** What to produce **
Continue the industrial real estate article from the point where it ends.

Segment Start: Passage

The Rational Exuberance Around Industrial Real Estate

Investors have good reason to be enthusiastic about the sector's prospects, says Peter Muoio of SitusAMC Insights.

The industrial sector is hotter than ever, no matter how you measure it. Soaring demand and plummeting vacancy rates are showing no signs of letting up in both traditional industrial subsectors and niche subtypes, including cold storage, data centers, multistory warehouse, domestic light manufacturing, and facilities that can accommodate just-in-time delivery.

Industrial’s second quarter total returns were the highest in history. Capital appreciation rose 400 bps on a quarterly basis, and investor appetite is insatiable. Industrial’s share of total commercial real estate deal volume over the past two years has increased to 25 percent from its long-term average of 15 percent.

The sector’s growth is unprecedented, and SitusAMC Insights believes the sector’s stellar performance has staying power. SitusAMC’s most recent quarterly investor survey found that nearly 60 percent of institutional investors believe that industrial would be the best performing sector over the next year. Regional investors agree. Industrial was expected to remain the top-performing sector in all four regions: East, South, Midwest and West. Investors are most optimistic about future industrial performance in the East and Midwest. 

Confidence in the sector is not just limited to short-term performance. SitusAMC Insights conducted a poll during a webinar at the end of September. Only 12 percent of the participants said the industrial boom would not last longer than a year. Some 49 percent said it would last one to two years, 25 percent said it would last three to five years, and 14 percent said it will continue for more than five years.

Given the structural and cyclical factors that are propelling sector performance, investor exuberance is rational. Demand is increasing for existing industrial properties because the cost for new industrial is exceeding market rents by a wide margin. Supply is not expanding enough to affect rental rates. Above-inflation rent growth (both actual and modeled) keeps increasing. Cap rates are the lowest in history, but we are still seeing cap rate compression in certain markets, including Baltimore, the Inland Empire and Washington, D.C.

Segment End: Passage
Segment Start: Data to examine

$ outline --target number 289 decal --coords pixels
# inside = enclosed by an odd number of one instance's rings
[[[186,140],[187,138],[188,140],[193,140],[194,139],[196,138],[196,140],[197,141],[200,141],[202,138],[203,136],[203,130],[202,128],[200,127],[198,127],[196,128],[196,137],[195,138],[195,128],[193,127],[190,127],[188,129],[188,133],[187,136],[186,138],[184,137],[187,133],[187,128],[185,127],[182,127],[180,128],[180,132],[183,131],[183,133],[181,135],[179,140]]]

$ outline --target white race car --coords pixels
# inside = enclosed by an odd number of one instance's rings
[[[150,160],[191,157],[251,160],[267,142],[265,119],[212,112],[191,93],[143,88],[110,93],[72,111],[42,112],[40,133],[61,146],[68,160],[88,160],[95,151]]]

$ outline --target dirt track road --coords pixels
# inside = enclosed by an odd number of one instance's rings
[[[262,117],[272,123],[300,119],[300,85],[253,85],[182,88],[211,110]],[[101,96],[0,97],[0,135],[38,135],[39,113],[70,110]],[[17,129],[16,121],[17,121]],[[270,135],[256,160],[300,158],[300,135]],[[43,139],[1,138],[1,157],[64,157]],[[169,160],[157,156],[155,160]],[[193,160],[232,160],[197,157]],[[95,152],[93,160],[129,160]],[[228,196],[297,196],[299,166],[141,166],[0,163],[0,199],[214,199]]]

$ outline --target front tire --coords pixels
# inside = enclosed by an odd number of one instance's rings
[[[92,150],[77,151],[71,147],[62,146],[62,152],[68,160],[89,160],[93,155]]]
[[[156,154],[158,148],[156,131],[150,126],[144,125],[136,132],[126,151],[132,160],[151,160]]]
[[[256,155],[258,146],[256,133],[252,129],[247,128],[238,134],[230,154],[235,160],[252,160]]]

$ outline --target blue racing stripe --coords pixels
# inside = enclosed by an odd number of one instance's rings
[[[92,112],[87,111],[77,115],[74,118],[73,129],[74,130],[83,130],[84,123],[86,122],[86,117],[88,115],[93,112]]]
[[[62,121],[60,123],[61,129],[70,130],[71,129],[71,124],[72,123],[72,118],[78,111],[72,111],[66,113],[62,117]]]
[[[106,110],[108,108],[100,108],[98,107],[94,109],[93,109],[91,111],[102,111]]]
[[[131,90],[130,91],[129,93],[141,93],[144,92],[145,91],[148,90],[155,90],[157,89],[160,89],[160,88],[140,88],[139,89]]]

Segment End: Data to examine

** Solved problem **
Solid subsectors

There are no dark spots among industrial subtypes either. Flex space, a single-story building with a combination of warehouse and office, far outperformed all other industrial subtypes in the second quarter, rising about 670 bps Q-o-Q. Flex is on par with warehouse for one-year total and appreciation at about 23 percent and 18 percent, respectively. Flex/R&D vacancy rates dropped 30 bps Q-o-Q but have not returned to pre-pandemic levels. Warehouse vacancy rates, however, dropped 60 bps, falling to the lowest rate in two years. Flex/R&D and warehouse effective rents increased 70 bps and 90 bps, respectively, to historic highs for both subtypes.

With industrial sector completions at the lowest level in nearly a decade, we can expect the rent rally to continue for some time. SitusAMC’s net operating income forecast supports the commercial real estate investors’ enthusiasm. Among property types, NOI growth through 2025 is projected to be strongest for industrial. SitusAMC Insights’ evaluation of the 46 largest industrial markets found that about 75 percent of these markets have improved NOI outlooks from just one quarter ago, with nearly 10 percent of them with substantial jumps in growth expectations.

Peter Muoio is senior director & head of SitusAMC Insights.